## TRECHO SELECIONADO:
◇ ◇ ◇ ◇

Menegatti cita os grupos de WhatsApp que funcionam o dia inteiro, com informações do trabalho o tempo todo, mas a ideia é, por exemplo, deixar o celular de lado enquanto janta com a família ou assiste a uma série.

"Em termos de saúde mental, precisamos aprender a navegar contra a maré, que diz: 'faça mais', invadindo sua vida pessoal. Com isso, perdemos a capacidade de relaxar, mas para ser produtivo, é preciso ter pausa", afirma a professora da PUC-PR.

Excesso de trabalho e o adoecimento

Na série, como o "eu do trabalho" é incomunicável com a pessoa do lado de fora, a sensação é que eles trabalham em looping, sem dormir. Uma ideia angustiante, principalmente para uma das personagens, a Helly (Britt Lower), que é a mais recente contratada da empresa, a Lumon.

◇ ◇ ◇ ◇

## REGISTROS DO CONJUNTO:
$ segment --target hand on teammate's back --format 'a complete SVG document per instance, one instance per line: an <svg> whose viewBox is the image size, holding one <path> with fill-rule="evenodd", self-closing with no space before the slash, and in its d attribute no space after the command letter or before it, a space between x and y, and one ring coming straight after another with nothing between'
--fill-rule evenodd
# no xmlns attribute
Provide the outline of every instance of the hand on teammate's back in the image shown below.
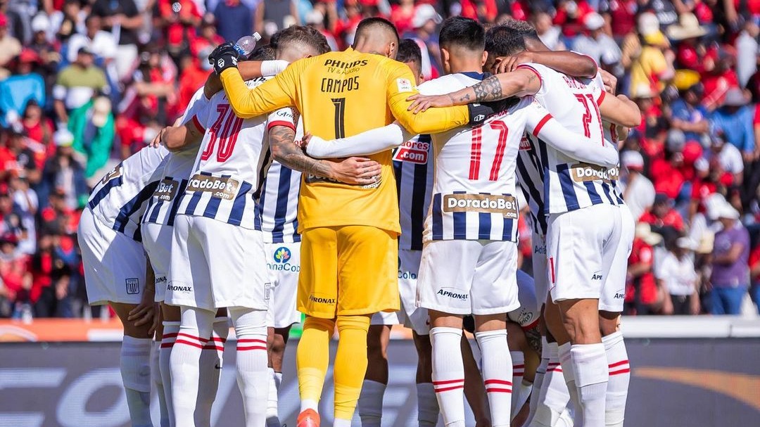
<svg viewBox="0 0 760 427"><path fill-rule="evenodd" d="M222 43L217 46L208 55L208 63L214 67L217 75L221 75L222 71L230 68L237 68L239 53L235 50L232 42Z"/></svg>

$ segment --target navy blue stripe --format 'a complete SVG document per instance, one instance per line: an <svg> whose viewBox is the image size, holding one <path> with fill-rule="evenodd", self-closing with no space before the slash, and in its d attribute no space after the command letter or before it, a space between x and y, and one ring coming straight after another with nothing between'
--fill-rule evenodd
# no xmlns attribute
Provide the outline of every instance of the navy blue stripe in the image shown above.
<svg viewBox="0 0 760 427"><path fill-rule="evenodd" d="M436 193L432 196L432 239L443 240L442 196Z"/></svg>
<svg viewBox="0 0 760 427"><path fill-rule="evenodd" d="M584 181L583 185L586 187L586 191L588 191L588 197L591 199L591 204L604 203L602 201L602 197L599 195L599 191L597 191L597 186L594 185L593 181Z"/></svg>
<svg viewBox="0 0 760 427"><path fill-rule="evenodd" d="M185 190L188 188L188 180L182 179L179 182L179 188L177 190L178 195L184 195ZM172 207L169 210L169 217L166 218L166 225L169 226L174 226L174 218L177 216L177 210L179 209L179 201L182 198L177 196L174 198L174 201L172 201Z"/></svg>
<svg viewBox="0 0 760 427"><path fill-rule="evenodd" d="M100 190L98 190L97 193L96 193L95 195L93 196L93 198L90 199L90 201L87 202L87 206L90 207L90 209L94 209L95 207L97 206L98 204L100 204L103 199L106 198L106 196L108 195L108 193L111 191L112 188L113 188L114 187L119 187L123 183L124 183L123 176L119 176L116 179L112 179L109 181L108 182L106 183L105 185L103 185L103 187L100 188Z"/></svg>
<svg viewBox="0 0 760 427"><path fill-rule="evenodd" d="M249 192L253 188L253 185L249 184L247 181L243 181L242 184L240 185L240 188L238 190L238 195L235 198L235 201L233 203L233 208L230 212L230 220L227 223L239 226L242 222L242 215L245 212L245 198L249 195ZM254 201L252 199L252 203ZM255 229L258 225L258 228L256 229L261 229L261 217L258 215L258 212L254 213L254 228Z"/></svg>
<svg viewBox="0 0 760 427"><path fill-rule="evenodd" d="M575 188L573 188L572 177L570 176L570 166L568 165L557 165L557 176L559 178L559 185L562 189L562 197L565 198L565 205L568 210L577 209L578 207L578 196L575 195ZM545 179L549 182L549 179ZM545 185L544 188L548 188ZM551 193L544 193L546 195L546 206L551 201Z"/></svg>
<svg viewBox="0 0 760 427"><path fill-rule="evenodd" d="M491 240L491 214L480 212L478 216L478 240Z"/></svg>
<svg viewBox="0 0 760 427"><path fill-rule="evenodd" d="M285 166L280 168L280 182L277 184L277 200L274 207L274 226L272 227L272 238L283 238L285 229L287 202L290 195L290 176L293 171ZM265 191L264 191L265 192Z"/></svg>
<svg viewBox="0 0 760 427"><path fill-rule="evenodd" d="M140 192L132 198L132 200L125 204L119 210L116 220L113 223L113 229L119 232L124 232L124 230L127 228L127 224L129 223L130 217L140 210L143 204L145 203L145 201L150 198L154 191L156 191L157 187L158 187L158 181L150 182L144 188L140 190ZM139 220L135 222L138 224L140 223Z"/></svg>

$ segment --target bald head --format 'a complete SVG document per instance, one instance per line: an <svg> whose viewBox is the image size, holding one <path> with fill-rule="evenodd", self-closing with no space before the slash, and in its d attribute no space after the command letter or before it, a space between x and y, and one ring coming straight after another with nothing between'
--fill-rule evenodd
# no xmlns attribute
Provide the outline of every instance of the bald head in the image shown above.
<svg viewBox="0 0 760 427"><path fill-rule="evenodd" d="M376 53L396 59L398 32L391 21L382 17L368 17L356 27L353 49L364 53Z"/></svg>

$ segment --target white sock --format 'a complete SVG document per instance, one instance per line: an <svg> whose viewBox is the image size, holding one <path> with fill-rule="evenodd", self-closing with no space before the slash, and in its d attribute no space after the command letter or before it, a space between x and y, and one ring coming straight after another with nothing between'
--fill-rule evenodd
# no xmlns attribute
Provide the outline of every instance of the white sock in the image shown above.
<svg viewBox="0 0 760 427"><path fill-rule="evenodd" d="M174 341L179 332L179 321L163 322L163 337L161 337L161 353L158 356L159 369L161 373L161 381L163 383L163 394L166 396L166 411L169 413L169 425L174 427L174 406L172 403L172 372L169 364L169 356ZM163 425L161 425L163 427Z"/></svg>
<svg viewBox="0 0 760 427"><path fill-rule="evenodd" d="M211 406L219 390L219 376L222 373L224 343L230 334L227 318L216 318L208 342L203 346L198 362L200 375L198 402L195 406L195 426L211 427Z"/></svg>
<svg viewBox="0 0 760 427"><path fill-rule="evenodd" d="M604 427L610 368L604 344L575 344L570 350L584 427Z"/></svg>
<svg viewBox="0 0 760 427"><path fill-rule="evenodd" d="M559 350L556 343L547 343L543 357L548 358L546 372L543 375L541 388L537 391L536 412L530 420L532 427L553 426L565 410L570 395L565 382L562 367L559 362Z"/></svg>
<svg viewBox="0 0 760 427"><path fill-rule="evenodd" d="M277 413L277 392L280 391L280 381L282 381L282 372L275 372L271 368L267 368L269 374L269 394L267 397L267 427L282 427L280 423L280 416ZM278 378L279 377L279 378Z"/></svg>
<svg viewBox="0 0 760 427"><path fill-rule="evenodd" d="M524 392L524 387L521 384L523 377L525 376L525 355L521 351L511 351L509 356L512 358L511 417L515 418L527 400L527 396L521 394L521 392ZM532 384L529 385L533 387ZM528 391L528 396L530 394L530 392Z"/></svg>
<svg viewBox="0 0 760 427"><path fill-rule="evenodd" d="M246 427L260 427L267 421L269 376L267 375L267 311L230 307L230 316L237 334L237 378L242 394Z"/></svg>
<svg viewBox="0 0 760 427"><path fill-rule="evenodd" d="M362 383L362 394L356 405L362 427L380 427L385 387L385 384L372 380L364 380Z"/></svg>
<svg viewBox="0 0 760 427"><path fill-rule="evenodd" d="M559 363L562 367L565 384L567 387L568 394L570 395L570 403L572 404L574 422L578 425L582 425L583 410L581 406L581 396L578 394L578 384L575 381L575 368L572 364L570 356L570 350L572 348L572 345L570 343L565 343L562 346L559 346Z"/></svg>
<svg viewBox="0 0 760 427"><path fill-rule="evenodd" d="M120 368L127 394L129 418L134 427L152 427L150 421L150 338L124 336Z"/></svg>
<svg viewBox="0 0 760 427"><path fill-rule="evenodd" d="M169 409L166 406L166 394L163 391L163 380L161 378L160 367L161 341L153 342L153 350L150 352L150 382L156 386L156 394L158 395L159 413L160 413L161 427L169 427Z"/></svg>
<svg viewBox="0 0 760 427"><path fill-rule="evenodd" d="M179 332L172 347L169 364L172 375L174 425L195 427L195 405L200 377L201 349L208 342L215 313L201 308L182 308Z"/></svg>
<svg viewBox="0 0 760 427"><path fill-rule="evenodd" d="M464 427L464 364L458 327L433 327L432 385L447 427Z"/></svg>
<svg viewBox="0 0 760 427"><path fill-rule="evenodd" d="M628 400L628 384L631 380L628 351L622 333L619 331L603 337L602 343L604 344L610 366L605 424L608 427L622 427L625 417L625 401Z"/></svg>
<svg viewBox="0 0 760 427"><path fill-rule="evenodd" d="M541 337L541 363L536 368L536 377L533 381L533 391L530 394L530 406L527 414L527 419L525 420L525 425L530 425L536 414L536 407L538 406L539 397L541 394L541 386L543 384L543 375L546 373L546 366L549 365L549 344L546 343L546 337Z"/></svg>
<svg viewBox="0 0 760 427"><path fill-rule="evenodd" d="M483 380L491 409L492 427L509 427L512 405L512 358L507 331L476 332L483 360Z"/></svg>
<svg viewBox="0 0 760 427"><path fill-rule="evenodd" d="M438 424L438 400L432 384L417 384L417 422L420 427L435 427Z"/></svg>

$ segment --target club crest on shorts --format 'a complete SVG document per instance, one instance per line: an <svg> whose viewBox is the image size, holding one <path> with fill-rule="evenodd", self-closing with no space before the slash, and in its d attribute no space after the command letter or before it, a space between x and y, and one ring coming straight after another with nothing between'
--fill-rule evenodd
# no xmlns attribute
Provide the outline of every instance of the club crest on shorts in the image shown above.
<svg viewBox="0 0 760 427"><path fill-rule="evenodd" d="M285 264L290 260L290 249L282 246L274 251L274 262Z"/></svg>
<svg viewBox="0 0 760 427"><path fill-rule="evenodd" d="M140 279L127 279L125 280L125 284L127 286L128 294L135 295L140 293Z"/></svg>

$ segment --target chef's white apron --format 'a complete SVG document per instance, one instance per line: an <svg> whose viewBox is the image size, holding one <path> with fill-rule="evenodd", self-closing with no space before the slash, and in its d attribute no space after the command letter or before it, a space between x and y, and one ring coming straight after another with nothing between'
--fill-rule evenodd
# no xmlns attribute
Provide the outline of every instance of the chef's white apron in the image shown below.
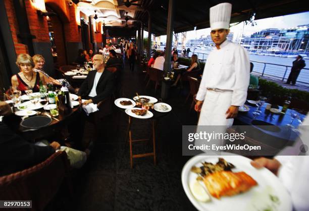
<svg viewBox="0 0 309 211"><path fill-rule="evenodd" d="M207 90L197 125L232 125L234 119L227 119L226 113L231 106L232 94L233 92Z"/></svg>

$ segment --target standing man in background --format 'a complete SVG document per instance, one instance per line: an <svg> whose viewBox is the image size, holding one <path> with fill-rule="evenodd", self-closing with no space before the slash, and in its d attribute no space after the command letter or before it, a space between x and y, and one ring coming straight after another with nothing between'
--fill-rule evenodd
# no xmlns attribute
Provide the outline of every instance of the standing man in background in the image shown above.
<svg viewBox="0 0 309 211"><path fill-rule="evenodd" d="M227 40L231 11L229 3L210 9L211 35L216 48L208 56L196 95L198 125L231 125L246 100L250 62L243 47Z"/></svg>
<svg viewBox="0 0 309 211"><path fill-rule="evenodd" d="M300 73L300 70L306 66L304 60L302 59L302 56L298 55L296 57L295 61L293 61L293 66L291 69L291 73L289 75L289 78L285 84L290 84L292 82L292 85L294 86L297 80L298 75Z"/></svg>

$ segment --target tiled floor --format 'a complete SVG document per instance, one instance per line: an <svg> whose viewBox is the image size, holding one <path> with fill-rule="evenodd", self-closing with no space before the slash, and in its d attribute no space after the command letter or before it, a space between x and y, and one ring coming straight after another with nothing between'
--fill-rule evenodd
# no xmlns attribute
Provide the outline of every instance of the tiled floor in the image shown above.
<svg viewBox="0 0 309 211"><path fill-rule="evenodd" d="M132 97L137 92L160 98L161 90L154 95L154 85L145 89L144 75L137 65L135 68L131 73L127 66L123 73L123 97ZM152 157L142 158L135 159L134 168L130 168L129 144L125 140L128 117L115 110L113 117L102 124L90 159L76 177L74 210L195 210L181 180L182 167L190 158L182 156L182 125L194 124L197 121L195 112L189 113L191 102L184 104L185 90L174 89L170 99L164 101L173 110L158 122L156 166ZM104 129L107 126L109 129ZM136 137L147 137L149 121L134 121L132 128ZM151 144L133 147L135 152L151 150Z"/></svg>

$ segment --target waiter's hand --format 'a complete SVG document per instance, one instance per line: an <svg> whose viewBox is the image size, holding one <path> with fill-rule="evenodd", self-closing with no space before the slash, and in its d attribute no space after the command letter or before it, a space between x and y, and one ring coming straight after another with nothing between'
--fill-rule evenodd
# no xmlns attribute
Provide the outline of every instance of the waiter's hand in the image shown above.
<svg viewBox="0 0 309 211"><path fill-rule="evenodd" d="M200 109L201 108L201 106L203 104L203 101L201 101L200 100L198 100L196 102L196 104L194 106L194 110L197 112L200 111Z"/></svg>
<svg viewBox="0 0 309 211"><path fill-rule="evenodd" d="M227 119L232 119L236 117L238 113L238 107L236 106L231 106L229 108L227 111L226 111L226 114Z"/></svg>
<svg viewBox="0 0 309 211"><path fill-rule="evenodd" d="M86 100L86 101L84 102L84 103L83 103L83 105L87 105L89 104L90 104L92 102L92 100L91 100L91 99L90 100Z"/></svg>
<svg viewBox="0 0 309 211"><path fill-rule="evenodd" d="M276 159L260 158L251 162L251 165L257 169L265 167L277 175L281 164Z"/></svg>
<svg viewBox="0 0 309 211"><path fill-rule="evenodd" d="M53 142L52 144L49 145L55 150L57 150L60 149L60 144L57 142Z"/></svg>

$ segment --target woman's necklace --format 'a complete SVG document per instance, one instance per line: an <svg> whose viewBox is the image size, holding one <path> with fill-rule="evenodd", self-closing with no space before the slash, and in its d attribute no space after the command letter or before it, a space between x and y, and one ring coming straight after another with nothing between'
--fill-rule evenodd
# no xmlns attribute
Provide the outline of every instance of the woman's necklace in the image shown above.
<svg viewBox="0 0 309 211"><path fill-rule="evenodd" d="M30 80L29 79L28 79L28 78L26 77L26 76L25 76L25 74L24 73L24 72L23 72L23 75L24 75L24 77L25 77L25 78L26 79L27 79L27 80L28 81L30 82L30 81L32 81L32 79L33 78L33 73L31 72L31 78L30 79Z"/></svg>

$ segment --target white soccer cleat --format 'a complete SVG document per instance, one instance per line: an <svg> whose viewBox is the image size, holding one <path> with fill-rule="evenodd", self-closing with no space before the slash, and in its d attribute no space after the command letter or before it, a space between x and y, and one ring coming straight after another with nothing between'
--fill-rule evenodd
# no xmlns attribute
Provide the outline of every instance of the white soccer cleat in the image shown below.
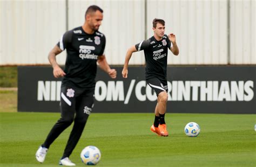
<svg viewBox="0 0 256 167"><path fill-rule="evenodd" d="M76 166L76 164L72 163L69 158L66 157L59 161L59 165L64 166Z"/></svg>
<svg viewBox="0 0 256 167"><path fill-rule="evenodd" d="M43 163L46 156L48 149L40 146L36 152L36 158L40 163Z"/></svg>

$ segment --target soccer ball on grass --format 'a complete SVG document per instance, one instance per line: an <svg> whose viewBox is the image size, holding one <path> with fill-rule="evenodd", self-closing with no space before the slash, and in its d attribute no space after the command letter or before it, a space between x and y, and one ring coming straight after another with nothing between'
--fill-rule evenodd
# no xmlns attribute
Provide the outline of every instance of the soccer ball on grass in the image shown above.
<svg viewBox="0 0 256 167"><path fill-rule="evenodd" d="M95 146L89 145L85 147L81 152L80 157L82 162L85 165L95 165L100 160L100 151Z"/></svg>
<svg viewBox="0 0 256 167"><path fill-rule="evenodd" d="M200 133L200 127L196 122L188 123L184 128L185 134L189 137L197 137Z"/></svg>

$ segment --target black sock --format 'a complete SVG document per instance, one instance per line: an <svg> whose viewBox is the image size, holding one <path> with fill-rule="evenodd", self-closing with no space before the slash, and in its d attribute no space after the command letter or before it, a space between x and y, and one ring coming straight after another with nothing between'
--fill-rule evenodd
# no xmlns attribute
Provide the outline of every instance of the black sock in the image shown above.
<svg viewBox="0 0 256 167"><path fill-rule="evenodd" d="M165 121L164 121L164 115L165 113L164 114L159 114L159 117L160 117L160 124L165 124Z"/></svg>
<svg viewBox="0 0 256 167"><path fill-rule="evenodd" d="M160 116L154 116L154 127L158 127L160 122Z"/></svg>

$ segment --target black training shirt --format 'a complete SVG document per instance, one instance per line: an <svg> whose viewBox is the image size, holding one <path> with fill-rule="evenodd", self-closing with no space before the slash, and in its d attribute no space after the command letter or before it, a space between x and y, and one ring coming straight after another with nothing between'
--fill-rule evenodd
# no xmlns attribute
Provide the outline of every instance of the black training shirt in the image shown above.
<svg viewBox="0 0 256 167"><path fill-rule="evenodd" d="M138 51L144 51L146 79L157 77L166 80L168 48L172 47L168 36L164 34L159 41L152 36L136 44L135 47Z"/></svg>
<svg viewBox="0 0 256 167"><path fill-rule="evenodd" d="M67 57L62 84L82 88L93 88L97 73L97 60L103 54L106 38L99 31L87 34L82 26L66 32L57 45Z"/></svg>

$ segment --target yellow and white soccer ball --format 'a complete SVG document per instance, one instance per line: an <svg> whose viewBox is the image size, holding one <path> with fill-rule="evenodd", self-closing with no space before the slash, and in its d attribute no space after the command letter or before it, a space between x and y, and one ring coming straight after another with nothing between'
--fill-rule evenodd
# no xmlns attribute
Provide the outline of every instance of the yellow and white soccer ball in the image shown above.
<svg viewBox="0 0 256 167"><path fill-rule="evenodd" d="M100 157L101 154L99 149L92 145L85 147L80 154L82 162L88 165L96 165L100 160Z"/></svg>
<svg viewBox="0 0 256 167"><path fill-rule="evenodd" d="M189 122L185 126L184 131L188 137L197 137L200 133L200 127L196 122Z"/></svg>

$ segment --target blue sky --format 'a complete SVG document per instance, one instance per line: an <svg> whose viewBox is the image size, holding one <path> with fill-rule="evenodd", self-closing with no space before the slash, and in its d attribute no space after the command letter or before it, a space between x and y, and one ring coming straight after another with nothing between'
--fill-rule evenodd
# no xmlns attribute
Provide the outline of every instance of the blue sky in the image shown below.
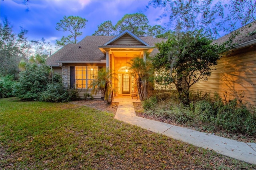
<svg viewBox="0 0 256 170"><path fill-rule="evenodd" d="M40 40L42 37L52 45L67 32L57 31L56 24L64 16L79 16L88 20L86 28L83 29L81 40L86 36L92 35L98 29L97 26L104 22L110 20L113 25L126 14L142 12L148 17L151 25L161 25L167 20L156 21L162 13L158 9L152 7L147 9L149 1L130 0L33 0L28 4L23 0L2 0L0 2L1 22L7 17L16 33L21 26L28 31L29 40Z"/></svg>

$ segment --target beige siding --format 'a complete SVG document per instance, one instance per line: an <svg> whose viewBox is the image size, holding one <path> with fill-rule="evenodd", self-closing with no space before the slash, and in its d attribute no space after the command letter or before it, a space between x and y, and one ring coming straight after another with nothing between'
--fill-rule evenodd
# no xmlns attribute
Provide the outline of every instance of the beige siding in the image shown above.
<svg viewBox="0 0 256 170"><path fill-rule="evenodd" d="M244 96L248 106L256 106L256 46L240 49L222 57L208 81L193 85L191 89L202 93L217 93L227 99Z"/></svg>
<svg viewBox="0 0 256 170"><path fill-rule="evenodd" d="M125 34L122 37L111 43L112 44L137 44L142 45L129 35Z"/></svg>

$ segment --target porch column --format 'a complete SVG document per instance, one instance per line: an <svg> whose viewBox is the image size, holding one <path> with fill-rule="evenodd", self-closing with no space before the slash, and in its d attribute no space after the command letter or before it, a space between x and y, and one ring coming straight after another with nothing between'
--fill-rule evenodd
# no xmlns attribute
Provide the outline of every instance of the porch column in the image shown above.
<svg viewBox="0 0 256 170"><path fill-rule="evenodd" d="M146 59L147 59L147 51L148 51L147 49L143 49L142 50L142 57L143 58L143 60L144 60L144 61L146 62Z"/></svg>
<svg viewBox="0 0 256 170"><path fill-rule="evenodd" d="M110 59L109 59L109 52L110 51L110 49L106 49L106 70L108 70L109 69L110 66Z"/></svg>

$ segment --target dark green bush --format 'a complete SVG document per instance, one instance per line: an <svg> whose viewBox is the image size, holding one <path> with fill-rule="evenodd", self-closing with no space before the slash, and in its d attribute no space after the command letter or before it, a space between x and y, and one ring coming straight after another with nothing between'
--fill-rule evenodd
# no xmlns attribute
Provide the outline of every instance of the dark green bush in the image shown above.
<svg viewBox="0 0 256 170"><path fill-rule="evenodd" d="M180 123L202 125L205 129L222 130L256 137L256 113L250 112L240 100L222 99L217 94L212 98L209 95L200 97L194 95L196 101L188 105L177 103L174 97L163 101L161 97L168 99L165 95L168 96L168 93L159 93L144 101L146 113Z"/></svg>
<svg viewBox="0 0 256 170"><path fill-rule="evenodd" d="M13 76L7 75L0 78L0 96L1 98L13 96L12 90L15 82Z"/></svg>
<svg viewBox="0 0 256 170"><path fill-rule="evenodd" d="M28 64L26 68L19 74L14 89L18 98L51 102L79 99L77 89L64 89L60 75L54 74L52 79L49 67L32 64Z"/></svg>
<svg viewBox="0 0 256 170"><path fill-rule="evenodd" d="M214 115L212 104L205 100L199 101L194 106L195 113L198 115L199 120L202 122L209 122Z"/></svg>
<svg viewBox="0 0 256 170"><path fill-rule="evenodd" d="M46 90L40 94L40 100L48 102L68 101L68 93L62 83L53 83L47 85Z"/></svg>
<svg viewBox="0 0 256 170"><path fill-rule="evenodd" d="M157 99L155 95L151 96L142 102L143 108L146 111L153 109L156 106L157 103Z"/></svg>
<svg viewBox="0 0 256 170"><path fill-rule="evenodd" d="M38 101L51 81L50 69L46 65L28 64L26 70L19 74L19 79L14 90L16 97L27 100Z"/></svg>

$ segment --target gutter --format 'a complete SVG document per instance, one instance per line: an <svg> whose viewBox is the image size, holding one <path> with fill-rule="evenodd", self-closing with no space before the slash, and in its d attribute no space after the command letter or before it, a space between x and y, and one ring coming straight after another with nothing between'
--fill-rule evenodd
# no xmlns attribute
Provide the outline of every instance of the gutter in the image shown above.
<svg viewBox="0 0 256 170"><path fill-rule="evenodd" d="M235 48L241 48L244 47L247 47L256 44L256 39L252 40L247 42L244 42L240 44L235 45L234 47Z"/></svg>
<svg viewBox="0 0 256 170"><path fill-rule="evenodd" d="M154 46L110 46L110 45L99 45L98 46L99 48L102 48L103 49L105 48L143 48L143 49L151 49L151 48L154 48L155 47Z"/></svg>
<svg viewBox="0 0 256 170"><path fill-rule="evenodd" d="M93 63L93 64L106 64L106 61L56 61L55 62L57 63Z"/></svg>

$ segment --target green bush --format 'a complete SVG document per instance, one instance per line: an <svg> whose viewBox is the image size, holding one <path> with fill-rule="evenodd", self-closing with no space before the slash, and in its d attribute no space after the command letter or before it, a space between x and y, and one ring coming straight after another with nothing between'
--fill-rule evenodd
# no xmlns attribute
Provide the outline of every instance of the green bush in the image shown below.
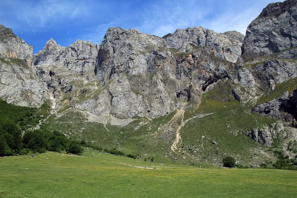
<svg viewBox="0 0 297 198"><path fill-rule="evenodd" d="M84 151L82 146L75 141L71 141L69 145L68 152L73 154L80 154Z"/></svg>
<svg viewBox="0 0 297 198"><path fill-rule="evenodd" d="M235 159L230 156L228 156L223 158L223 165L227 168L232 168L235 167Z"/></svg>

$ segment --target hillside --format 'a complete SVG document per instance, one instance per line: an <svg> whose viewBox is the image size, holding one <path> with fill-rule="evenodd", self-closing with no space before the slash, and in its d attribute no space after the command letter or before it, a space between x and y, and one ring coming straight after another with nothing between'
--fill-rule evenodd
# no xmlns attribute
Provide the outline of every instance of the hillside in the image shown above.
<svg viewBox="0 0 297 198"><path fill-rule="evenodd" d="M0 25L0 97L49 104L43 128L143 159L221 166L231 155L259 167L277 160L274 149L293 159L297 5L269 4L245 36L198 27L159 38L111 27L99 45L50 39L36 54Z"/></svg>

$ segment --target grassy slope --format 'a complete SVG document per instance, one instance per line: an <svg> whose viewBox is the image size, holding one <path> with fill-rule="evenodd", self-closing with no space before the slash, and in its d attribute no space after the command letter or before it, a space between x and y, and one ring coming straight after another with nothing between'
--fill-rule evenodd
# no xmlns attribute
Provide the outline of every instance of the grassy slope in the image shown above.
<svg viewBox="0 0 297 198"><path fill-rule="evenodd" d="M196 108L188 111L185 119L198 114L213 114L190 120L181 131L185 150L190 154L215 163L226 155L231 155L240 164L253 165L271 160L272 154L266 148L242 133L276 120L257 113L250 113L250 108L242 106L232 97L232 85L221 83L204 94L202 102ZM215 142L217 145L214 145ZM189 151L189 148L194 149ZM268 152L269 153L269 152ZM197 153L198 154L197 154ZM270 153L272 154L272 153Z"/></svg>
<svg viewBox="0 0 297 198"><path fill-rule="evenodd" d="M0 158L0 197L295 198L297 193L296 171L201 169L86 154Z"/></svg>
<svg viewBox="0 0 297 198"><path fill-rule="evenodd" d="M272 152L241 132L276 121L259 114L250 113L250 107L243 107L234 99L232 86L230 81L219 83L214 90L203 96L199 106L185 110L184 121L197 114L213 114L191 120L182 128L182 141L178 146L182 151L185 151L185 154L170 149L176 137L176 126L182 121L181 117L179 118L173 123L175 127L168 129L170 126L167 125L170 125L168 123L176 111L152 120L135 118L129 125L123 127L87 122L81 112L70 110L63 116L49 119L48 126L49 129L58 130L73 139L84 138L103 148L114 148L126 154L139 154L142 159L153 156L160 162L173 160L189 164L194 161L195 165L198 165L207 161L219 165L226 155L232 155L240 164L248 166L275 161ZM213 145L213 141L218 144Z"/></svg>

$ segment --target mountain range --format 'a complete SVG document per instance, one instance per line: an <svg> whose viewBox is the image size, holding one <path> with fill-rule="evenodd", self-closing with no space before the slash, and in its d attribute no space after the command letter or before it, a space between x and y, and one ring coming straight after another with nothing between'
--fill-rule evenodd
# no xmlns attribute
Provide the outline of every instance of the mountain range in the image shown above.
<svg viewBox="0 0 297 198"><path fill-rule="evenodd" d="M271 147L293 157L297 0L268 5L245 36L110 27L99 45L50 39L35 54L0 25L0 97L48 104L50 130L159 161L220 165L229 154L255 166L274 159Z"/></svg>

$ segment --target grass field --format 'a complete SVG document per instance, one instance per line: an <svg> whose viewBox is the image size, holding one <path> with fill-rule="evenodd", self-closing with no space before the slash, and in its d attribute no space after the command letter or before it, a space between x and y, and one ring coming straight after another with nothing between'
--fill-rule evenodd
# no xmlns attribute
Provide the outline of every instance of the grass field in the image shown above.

◇ ◇ ◇ ◇

## O QUE FAZER:
Continue o trecho sobre excesso de trabalho e saúde mental, escrevendo a partir da última frase apresentada.

## RESPOSTA ESCRITA:
"Quando a gente funde trabalho e vida pessoal, a maioria pode entrar em adoecimento. Vamos pensar que o burnout começou a ser validado como doença ocupacional neste ano pela OMS [Organização Mundial da Saúde]", diz Oliveira.

De acordo com o psicólogo, esse adoecimento ocorre principalmente quando a pessoa fica em constante alerta e ansiosa, em contato direto com os estressores. "São os prazos, os horários de trabalho sem lógica, a pessoa que fica até meia-noite e não para. Sem se desligar, você adoece", fala. "Na série, a solução para isso é nenhum lado ter contato com o outro porque aí você não teria o desgaste. Mas a vida dentro dessa ruptura é ainda mais angustiante e torturante."

Funcionários da empresa responsável pela ruptura começam a fazer questionamentos Imagem: Reprodução/YouTube Apple TV

"A série também traz esse ponto de a empresa ser sua família, o que nem sempre é verdade. Não dá para entrar nisso, senão o trabalho fica muito desumanizado", afirma a psiquiatra da BP. Para ela, essa visão poética, de "vestir a camisa da empresa", precisa ser vista com cuidado. "A pessoa começa a trabalhar o tempo todo, ainda mais neste tempo de home office, levando ao burnout, ansiedade e exaustão."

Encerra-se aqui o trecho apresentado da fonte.